┌──

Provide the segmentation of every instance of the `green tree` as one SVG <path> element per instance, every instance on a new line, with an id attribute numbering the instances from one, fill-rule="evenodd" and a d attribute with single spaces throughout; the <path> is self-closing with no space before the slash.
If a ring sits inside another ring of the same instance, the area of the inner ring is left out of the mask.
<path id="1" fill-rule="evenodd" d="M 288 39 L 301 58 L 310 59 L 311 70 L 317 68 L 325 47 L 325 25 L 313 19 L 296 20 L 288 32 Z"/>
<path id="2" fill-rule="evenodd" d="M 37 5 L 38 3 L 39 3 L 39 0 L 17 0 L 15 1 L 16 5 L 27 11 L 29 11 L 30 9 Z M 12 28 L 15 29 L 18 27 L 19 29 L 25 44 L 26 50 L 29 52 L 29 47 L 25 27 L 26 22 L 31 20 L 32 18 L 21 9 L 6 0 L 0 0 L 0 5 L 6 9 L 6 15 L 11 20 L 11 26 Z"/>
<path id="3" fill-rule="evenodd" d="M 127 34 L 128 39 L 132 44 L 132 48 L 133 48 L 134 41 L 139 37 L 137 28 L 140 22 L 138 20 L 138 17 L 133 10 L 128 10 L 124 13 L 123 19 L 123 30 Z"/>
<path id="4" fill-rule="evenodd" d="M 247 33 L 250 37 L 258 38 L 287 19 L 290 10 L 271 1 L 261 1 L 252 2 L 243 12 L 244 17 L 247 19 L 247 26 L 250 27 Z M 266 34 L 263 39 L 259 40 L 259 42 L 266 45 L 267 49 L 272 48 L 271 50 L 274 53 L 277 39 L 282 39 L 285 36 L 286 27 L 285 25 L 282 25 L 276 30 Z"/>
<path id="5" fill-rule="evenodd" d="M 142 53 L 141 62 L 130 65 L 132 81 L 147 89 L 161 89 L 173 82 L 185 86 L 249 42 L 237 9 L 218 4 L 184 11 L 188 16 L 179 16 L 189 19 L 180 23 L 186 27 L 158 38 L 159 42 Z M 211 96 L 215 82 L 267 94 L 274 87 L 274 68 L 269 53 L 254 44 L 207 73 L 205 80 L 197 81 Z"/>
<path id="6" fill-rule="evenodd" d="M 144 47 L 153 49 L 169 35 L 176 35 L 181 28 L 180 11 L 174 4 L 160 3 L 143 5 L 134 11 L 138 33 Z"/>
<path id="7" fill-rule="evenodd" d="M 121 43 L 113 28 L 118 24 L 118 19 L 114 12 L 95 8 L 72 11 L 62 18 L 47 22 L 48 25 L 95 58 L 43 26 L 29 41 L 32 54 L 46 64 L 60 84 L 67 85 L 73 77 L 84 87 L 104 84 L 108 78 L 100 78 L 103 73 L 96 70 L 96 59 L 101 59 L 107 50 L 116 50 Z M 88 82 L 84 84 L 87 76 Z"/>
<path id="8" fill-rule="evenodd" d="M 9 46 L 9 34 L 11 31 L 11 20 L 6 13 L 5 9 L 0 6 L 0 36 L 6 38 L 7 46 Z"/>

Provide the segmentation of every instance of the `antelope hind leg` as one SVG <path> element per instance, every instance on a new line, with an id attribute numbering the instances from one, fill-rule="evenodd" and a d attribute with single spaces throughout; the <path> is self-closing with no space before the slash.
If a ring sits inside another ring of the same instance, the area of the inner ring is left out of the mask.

└──

--- Written problem ---
Can you rewrite the data from its first line through the line containing "247 33 L 250", with "green tree" replaced by "pine tree" and nothing else changed, giving back only those lines?

--- Response ---
Provide the segmentation of every instance of the `pine tree` as one SVG <path> element per instance, every instance on a new line, with an id attribute numbering the instances from one, fill-rule="evenodd" and a d attribute with single spaces throughout; the <path> is self-closing with no space before the slash.
If a ring sits inside another ring of the same instance, the area of the inner ring is left out of the mask.
<path id="1" fill-rule="evenodd" d="M 288 39 L 301 58 L 310 59 L 311 70 L 317 68 L 325 47 L 325 25 L 313 19 L 296 20 L 288 32 Z"/>
<path id="2" fill-rule="evenodd" d="M 37 5 L 38 3 L 39 3 L 39 0 L 17 0 L 15 1 L 16 5 L 27 11 L 29 11 L 30 9 Z M 12 28 L 15 29 L 18 27 L 19 29 L 25 44 L 26 50 L 29 52 L 29 47 L 25 27 L 26 22 L 31 20 L 32 18 L 21 9 L 6 0 L 0 0 L 0 5 L 6 9 L 6 15 L 11 20 L 11 26 Z"/>
<path id="3" fill-rule="evenodd" d="M 127 34 L 128 39 L 132 44 L 132 48 L 133 48 L 134 41 L 139 37 L 137 28 L 140 22 L 138 20 L 138 17 L 133 10 L 128 10 L 124 13 L 123 19 L 123 30 Z"/>
<path id="4" fill-rule="evenodd" d="M 247 33 L 250 37 L 258 38 L 287 19 L 290 10 L 271 1 L 261 1 L 252 2 L 243 12 L 244 17 L 247 19 L 247 26 L 250 27 Z M 266 34 L 263 39 L 259 40 L 259 42 L 266 45 L 267 49 L 272 48 L 271 50 L 274 53 L 277 39 L 282 39 L 285 36 L 286 27 L 285 25 L 282 25 L 276 30 Z"/>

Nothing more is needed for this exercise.